O 13º
Guerreiro pode
ser visto indiscutivelmente como um filme-problema na
carreira de John McTiernan. Mais de dois anos separaram
as filmagens do lançamento comercial dessa adaptação
do romance Eaters of the Dead escrito por Michael
Crichton. Como o resultado da primeira montagem não
agradou nas exibições-teste, Crichton assumiu o controle
da produção, rodando material adicional e reeditando
o filme. Fica, portanto, difícil determinar aqui o quanto
permaneceu da concepção original de McTiernan. Mesmo
assim temos preservados momentos suficientes para fazer
constatar de forma intensa o domínio por parte do diretor
da arte da encenação cinematográfica, em especial no
que tange às seqüências de ação.
O protagonista-narrador,
vivido por Antonio Banderas, é um poeta árabe. Dessa
forma, a narrativa de O 13º Guerreiro tenta reproduzir
o formato de contos ancestrais, que se reproduziram
através dos séculos pela tradição oral e popular, como
as histórias das 1001 Noites ou o poema épico
anglo-saxão Beowulf, fonte primária de inspiração
pra o romance de Crichton. Assim, o filme passa a ser
regido completamente por essa lógica ao mesmo tempo
fabular e épica. Seus limites determinantes são os de
uma história que valoriza a primazia da imaginação,
que transcende eixos realistas nos planos temporal e
geográfico. Não estamos aqui no universo da verossimilhança,
mas das narrativas que primam pela imaginação.
Desse
choque entre a riqueza poética da cultura árabe e a
crueza e barbárie dos nórdicos europeus, surge o confronto
inicial de O 13º Guerreiro. Exilado em missão
diplomática entre os “homens do norte”, o personagem
de Banderas se vê levado a acompanhar esses guerreiros
na missão de resgatar uma comunidade ameaçada pelos
wendols, que dizimam suas vítimas cruelmente
decepando-lhes a cabeça, sendo vistos como monstros
sobrenaturais e vampirescos. Ponto de partida aparentemente
simplório, assim como simplória é a apresentação inicial
do contraste cultural entre o refinamento dos árabes
e o aparente primitivismo europeu. Mas é a partir do
momento em que a ação propriamente dita toma conta do
filme que O 13º Guerreiro passa a se definir
como uma peça cinematográfica vigorosa.

---*---

**Tarefa pedida 1:** Formate como CSV de duas colunas, "tarefa" e "valor", os registros que vão da linha que contém "wristwatch in the photo above." até o fim dos registros, com uma linha para cada entrada: seu texto e sua resposta, cada um num só campo entre aspas e com as quebras de linha trocadas por espaços. Deixe as imagens de fora.
O texto e os registros são materiais independentes entre si.

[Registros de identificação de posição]
---*---

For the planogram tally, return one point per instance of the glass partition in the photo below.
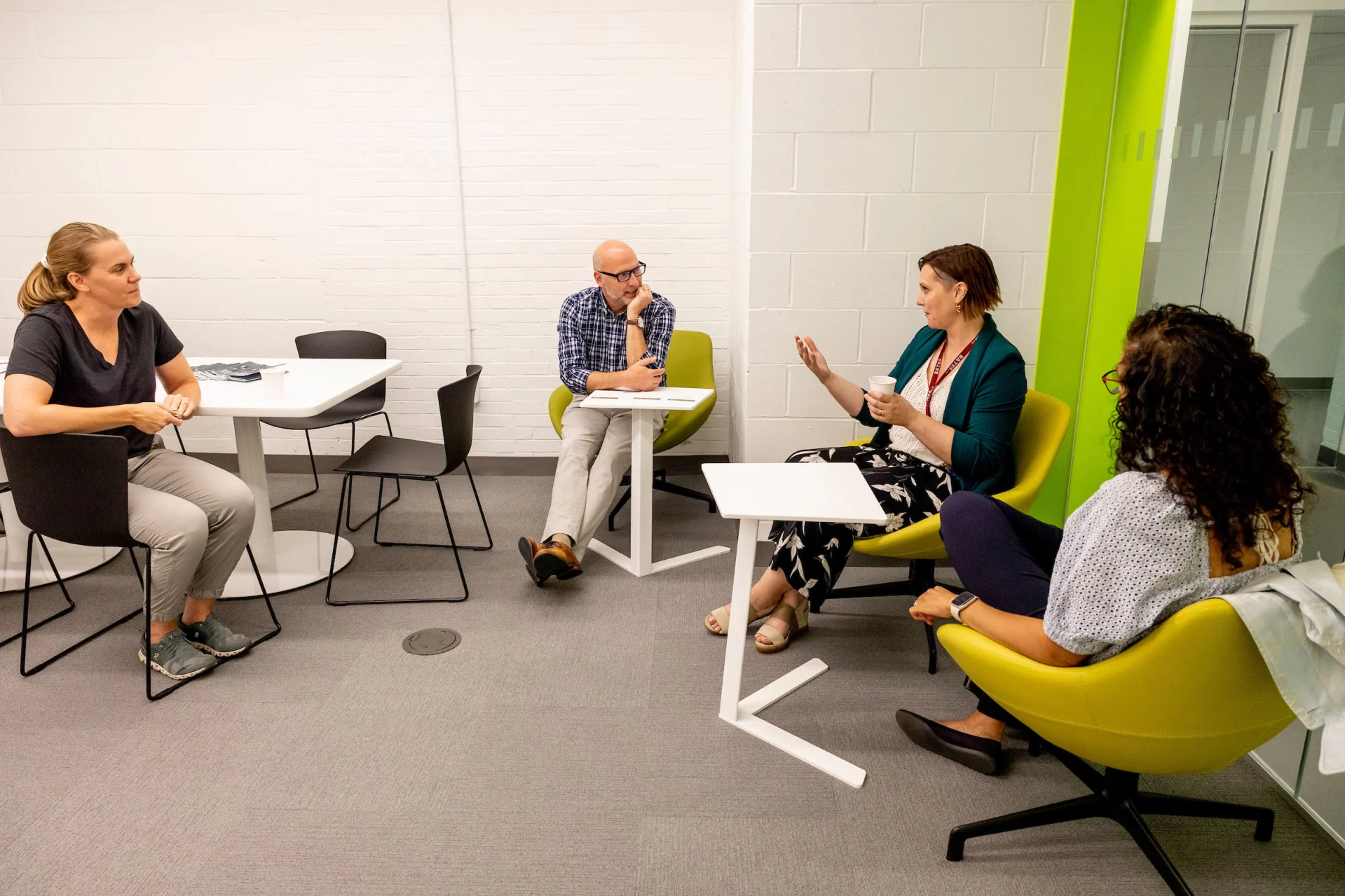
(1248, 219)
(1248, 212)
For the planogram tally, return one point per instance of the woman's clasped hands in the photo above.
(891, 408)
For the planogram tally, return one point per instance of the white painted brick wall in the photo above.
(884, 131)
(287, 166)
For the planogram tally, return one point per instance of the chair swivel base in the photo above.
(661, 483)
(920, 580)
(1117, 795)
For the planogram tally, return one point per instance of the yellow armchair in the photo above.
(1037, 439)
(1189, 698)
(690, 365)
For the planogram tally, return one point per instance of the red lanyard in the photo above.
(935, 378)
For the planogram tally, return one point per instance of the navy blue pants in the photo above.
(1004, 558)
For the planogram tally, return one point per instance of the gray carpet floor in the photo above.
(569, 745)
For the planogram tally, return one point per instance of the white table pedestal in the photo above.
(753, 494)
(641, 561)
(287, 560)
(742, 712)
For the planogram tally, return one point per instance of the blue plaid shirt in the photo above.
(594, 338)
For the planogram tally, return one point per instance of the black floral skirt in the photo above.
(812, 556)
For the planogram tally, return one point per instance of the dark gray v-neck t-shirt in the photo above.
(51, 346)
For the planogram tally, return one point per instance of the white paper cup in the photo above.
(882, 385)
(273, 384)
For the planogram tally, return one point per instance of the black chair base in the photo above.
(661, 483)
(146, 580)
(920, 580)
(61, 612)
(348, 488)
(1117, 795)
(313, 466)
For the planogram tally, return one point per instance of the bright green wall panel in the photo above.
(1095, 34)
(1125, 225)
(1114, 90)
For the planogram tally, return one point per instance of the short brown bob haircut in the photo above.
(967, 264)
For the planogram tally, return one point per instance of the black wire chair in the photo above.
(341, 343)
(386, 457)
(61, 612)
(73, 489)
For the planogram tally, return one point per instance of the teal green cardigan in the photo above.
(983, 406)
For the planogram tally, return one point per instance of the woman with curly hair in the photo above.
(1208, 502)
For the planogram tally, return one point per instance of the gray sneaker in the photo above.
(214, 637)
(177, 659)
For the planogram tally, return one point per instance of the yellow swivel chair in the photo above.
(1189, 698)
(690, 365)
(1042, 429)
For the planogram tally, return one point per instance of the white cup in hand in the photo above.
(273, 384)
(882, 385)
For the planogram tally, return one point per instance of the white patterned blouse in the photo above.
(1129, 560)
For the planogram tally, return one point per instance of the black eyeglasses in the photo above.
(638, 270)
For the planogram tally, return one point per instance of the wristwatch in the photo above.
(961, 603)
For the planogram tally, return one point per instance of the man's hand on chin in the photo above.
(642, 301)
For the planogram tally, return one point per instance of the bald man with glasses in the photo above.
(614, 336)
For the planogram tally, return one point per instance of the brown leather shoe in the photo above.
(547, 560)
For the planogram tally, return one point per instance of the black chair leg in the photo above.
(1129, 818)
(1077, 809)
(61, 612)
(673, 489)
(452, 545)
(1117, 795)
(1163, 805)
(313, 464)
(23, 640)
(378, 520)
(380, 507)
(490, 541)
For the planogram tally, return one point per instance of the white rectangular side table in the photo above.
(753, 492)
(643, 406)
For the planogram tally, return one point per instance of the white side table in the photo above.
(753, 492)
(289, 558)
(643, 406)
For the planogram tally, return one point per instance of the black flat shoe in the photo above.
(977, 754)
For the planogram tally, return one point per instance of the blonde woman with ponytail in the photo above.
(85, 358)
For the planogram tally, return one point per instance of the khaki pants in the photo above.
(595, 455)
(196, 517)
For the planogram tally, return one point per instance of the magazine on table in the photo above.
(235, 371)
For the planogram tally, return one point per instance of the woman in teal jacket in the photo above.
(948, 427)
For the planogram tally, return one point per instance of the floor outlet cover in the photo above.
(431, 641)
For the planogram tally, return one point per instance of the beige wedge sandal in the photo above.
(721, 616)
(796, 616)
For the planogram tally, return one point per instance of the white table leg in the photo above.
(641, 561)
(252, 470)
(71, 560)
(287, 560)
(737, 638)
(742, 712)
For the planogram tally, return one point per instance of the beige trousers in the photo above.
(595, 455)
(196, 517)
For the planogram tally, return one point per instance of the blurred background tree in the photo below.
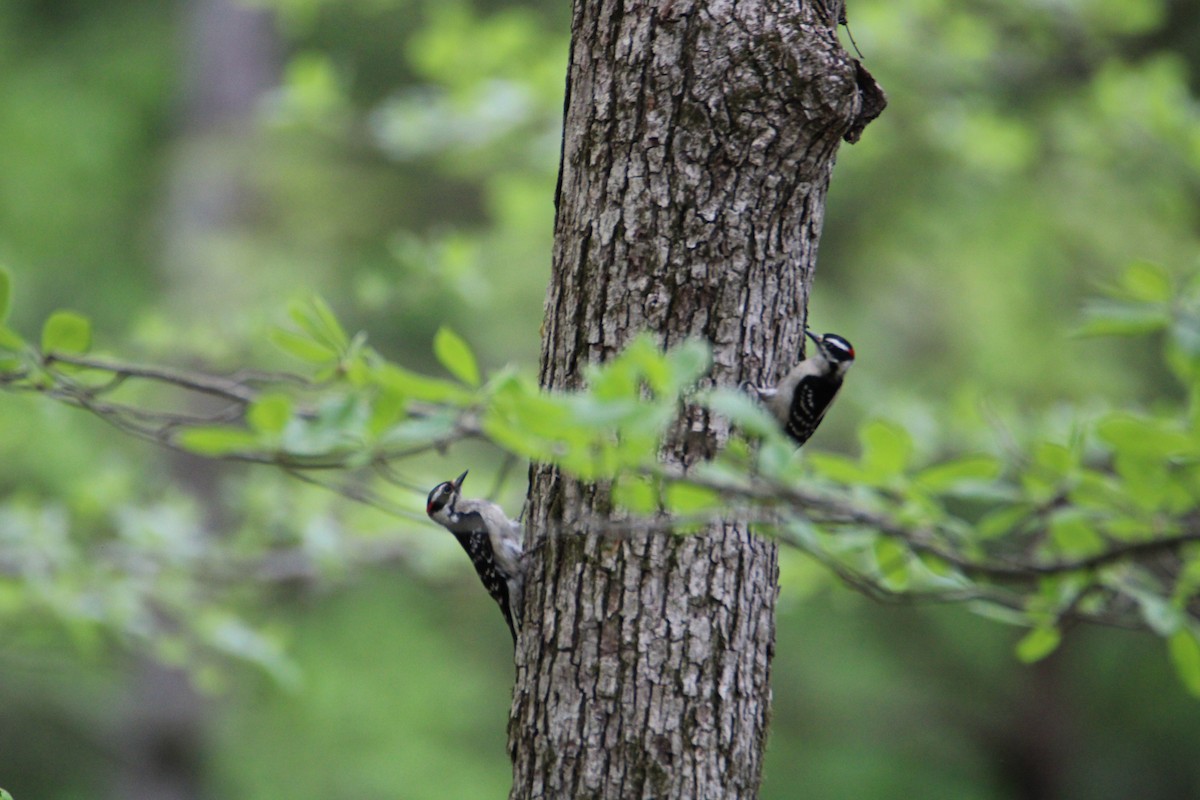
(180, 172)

---*---

**Tarefa pedida 2:** No trecho sobre O 13º Guerreiro, quem assumiu o controle da produção depois que a primeira montagem não agradou nas exibições-teste?

**Resposta completa 1:**
tarefa,valor
"For the planogram tally, return one point per instance of the wristwatch in the photo above.","(961, 603)"
"For the planogram tally, return one point per instance of the man's hand on chin in the photo above.","(642, 301)"
"For the planogram tally, return one point per instance of the bald man with glasses in the photo above.","(614, 336)"
"For the planogram tally, return one point per instance of the brown leather shoe in the photo above.","(547, 560)"
"For the planogram tally, return one point per instance of the black chair leg in the photo above.","(1129, 818) (1077, 809) (61, 612) (673, 489) (452, 545) (1117, 795) (1163, 805) (313, 464) (23, 640) (378, 520) (380, 507) (490, 541)"
"For the planogram tally, return one point per instance of the white rectangular side table in the photo above.","(753, 492) (643, 406)"
"For the planogram tally, return one point per instance of the white side table in the photo above.","(753, 492) (289, 558) (643, 406)"
"For the planogram tally, return one point per instance of the black flat shoe in the photo above.","(977, 754)"
"For the planogram tally, return one point per instance of the blonde woman with ponytail in the photo above.","(85, 358)"
"For the planogram tally, return one point per instance of the khaki pants in the photo above.","(595, 455) (196, 517)"
"For the planogram tally, return one point per instance of the magazine on table in the photo above.","(235, 371)"
"For the planogram tally, return one point per instance of the woman in teal jacket in the photo above.","(948, 427)"
"For the planogram tally, return one point per instance of the floor outlet cover in the photo above.","(431, 641)"
"For the planogram tally, return one point per instance of the beige wedge sandal in the photo above.","(721, 616) (796, 616)"
"For the planogram tally, return one point per instance of the white table leg in the photo above.","(641, 561) (252, 470) (71, 560) (287, 560) (737, 638) (742, 712)"
"For the planogram tally, return one point per instance of the beige trousers in the photo above.","(595, 455) (196, 517)"
"For the planogram tally, return one point per instance of the blurred background tree in the photo below.","(180, 172)"

**Resposta completa 2:** Michael Crichton.